# SOURCE PASSAGE
It seems pretty important.
This boy mkay is Jew.
Mkay? Jew like you.
Okay? Please Please try speak to Jew.
[Sighs.]
We're just trying to tell them that we come on very urgent business.
Anything? He said they come on urgent business.
Oh, what did he need? Look, we believe that this school has something which is of the utmost important to our people.
We wish to see the red cow.
The red come on, you can't possibly be here for that.
For what? What did he say, Kyle? Please, you must understand.
The fate of the world is at stake.
The coming of a red heifer is the most holy sign in all of Judaism.
It signals the beginning of the end.
It is not just our religion, but Islam and Christianity as well.
They all agree on one thing That the red heifer means the end of times.

# WHAT IS BEING ASKED
Answer these about the dialogue above:
(a) What does the speaker say "we wish to see"?
(b) What is said to be at stake?
(c) Besides Judaism, which two religions are named as agreeing on what the red heifer means?

# DATA PROVIDED

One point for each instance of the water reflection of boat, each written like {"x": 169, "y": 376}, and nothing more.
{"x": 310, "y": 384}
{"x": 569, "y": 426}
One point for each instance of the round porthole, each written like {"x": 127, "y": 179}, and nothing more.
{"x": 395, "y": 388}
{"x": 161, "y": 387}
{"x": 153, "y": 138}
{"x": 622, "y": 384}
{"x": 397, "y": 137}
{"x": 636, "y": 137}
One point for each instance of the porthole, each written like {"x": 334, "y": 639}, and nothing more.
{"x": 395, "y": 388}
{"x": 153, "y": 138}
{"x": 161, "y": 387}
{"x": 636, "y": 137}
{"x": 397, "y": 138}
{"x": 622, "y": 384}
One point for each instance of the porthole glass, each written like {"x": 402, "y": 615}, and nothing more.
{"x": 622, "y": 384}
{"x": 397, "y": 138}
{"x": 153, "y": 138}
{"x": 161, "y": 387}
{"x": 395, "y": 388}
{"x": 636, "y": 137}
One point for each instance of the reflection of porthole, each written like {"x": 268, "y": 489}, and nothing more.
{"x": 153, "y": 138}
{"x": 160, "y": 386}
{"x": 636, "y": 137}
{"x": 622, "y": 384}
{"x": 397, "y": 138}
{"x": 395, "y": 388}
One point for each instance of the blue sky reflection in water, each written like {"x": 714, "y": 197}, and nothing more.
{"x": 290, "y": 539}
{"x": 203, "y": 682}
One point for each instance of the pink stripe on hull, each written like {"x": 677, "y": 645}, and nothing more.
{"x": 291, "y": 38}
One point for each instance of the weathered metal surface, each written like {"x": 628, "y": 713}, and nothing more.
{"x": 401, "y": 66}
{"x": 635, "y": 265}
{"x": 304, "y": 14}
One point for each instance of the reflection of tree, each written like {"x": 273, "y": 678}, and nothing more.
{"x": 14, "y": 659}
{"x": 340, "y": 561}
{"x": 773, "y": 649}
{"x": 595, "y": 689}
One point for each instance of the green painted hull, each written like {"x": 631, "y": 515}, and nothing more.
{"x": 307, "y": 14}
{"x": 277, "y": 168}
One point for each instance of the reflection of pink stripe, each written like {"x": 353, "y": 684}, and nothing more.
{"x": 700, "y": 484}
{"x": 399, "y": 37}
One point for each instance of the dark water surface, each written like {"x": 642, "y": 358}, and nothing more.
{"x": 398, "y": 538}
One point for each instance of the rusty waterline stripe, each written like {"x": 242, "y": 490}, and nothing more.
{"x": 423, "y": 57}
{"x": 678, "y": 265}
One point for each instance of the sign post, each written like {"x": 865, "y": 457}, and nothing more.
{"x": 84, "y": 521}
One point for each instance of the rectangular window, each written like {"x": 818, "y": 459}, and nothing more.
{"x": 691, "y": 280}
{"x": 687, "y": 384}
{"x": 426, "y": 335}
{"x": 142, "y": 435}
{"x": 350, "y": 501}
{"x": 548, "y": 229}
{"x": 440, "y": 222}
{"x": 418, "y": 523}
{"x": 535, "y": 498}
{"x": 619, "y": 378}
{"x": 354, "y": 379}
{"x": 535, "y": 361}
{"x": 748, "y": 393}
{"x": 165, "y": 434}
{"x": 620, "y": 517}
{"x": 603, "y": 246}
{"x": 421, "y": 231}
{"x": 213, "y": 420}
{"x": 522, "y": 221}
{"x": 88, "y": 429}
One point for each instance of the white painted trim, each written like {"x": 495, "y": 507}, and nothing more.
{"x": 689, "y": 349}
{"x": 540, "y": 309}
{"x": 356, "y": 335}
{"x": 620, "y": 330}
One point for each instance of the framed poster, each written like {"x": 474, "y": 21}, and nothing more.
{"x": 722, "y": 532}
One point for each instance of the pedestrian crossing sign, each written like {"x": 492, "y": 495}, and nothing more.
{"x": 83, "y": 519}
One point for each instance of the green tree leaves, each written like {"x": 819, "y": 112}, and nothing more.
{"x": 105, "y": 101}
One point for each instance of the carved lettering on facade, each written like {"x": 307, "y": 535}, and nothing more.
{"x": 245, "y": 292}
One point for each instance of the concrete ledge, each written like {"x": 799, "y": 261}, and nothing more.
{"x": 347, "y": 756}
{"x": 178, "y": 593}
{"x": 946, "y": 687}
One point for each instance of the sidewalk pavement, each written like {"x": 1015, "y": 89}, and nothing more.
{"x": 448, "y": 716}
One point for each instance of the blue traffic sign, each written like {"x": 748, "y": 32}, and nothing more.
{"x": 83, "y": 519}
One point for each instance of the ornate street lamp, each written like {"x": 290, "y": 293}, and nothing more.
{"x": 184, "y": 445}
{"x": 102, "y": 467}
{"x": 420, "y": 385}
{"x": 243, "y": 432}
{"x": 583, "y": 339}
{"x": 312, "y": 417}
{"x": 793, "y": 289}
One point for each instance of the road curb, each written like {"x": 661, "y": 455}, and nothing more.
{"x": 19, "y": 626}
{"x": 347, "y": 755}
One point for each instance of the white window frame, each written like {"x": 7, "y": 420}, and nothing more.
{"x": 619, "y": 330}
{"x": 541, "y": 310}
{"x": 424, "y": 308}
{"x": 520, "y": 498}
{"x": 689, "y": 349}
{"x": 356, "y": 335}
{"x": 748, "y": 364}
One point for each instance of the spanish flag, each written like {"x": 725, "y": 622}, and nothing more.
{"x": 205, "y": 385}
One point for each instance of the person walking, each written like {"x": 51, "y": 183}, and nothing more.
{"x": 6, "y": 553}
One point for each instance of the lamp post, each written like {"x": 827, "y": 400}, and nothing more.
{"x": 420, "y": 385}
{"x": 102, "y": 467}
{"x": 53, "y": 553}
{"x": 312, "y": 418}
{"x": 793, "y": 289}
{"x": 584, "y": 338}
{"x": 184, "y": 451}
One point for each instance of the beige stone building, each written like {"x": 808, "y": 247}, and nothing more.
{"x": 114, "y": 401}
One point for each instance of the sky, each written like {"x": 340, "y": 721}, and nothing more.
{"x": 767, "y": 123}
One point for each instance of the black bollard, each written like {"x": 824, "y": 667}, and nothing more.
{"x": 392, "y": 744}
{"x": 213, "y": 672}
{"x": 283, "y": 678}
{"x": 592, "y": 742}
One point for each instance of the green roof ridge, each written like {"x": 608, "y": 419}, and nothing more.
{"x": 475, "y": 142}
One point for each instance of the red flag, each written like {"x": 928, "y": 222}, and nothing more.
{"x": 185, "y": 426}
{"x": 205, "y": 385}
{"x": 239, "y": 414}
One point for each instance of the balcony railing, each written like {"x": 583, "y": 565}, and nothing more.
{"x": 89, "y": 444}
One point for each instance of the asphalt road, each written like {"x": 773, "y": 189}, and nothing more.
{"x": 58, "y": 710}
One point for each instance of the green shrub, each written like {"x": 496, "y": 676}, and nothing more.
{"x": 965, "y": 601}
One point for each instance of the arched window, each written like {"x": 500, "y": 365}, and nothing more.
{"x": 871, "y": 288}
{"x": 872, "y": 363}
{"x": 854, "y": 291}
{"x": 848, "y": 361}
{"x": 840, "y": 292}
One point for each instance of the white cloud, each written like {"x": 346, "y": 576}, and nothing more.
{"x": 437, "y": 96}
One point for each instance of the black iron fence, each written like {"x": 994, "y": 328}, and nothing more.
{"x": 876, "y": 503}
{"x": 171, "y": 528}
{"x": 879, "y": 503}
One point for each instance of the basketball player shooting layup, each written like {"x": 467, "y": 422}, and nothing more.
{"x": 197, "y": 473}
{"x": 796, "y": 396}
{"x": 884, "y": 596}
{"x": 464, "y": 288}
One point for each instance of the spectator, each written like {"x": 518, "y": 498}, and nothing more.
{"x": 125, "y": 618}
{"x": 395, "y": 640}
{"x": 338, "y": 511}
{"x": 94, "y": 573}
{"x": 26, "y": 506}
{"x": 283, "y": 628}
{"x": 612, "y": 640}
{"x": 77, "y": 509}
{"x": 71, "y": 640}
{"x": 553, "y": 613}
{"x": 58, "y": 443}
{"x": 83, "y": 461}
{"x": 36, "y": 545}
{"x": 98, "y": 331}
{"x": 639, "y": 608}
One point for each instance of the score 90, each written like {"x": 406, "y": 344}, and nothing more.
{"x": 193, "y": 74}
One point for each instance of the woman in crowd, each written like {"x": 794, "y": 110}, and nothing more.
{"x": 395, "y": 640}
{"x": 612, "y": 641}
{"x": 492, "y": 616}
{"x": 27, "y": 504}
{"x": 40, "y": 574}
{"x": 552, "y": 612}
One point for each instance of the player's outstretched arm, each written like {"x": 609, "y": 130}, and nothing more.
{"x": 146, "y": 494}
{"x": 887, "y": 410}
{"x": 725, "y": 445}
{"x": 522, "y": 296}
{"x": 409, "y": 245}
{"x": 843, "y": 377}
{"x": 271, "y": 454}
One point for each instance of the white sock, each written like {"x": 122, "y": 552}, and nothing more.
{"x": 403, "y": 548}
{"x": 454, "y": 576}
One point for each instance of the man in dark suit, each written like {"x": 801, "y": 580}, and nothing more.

# EXPECTED ANSWER
(a) The red cow.
(b) The fate of the world.
(c) Islam and Christianity.